The data is to be set down once more, exactly as it reads.

[Stored items from a collection]
+===+

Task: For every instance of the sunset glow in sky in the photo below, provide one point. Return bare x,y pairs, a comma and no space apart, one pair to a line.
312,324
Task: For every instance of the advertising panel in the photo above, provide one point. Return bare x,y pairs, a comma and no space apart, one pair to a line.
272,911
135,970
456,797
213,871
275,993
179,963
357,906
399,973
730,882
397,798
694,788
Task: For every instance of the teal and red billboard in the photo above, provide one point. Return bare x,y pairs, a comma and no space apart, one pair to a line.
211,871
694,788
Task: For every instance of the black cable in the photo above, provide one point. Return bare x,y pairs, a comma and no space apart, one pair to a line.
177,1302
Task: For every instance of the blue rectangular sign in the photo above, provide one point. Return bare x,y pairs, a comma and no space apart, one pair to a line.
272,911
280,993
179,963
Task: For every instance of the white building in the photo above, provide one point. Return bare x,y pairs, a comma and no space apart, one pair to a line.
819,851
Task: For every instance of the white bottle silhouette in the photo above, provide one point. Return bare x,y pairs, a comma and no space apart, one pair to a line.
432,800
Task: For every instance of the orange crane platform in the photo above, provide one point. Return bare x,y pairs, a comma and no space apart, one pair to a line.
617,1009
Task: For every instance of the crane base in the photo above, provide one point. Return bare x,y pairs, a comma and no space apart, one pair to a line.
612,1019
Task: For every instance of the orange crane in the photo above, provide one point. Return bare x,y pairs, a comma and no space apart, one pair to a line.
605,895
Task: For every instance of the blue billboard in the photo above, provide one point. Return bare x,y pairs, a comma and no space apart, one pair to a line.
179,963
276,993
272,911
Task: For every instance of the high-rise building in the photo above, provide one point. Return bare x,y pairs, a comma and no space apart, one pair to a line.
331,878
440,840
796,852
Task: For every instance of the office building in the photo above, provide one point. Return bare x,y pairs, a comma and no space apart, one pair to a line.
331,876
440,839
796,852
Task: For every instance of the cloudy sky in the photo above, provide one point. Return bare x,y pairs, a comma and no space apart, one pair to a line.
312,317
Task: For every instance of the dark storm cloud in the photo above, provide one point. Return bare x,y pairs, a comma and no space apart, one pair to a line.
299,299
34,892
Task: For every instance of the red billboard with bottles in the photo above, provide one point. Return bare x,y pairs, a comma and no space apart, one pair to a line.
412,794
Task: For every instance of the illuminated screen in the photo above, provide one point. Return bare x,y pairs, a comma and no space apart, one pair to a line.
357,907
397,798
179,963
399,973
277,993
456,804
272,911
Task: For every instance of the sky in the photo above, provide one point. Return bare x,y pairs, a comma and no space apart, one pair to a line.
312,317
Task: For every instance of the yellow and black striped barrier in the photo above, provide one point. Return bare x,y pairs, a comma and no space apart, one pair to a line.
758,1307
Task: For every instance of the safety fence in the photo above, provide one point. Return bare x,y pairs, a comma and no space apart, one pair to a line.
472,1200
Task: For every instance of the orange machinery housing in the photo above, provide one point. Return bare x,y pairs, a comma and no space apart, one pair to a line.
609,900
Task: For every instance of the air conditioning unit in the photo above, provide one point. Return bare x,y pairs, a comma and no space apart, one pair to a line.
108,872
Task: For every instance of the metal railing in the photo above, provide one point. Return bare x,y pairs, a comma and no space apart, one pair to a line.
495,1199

+===+

*Result*.
Task: For every instance of the sunset glow in sky in the photo below, provide one point. Return bare x,y pairs, a comma and no space apart, one pair to a line.
312,324
Task: For every instance of the advertising panel in the photo above, provide one point. Return bare x,y pairs, a comma and no space apart, one pair to a line.
272,911
135,970
456,797
213,871
275,993
179,963
357,906
399,973
730,882
397,798
694,788
Task: For every instance of the teal and red billboard in the photo above, provide one point. Return bare x,y pairs, a comma and no space apart, one pair to a line.
211,871
694,788
Task: For every instance of the black cable in the photo above, provide one point. Return bare x,y pairs, a comma and no space apart, one pair to a line.
177,1302
Task: For every instance of the blue rectangular sign in the photo above, provide one point. Return bare x,y pairs, a comma and no space apart, one pair to a line.
272,911
280,993
179,963
Task: For every instance of the white building in the photo above, provide one point. Return bare x,y pairs, a comma and no space apart, one pair to a line.
819,851
Task: For every instance of the white bottle silhouette in the photo above, provide one point. Return bare x,y pairs, a comma and no space apart, one pair to a line.
432,800
Task: For every instance of the orange crane platform in the photo above, provide one point. Return bare x,y pairs, a comma and no space apart, one pair to a line.
617,1009
Task: For every instance of the crane base in the photo above, provide one point. Return bare x,y pairs, a comma and no space apart, one pair to a line.
612,1019
Task: For every instance of the orange crane in the photo above, provide one point. Return bare x,y pairs, a comma and no space apart, one pair to a line.
605,895
Task: For every instance of the blue billboard in the photo above, provide one point. Return bare x,y pairs, a comma and no space apart, one pair to a line.
179,963
276,993
272,911
Task: For every instance of the high-rise building in the photo above, provide one point. Return bare x,y pairs, a comma and no space apart, one pair to a line.
331,878
440,840
796,852
Task: For every instance of the office building in the photo above, provide one point. Return bare x,y pairs, a comma and no space apart, one pair to a line.
331,876
440,839
796,852
Task: For every instance of the cloudy sky in the photo above, provide one point. Return bare x,y pairs, a comma and no space apart, one pair to a line.
312,317
Task: For every instance of the dark storm cloud in the photo above, provide one point. Return bare x,y pairs, a comma and no space apart, one pair to a line.
299,299
34,892
Task: For every instance of the red billboard with bottles in the photo above, provide one point. Return bare x,y pairs, a comma and no space apart, one pair to a line.
412,794
Task: For every instance of the illuminated screen in the photo above, provide one point. Return bare x,y pairs, a comma and no space apart, one pair to a line.
357,907
397,798
179,963
399,973
277,993
456,804
272,911
Task: For every instance of the sky in the photo above, provide one point. Return bare x,y pairs, a comma and no space apart, one pair to a line.
312,317
Task: For every instance of the yellow and black striped barrier in the photo above, provide one point. Return bare x,y pairs, a comma and no space apart, one pair to a line.
758,1307
Task: For every instance of the safety fence in the photo above, provide one point. Return bare x,y pairs, a comma and no space apart, one pair to a line.
472,1200
Task: For every instance of the orange machinery housing in the photo above, provide one point. Return bare x,y pairs, a comma and no space apart, one pair to a line.
609,900
Task: For every instance of the air conditioning unit in the photo above, provide one point. Return bare x,y pairs, a comma and no space apart, one pair to a line.
108,872
Task: For every instance of the metal railing in the photo above, provide one point. Return bare x,y pairs, a comma and no space apart, one pair to a line.
495,1199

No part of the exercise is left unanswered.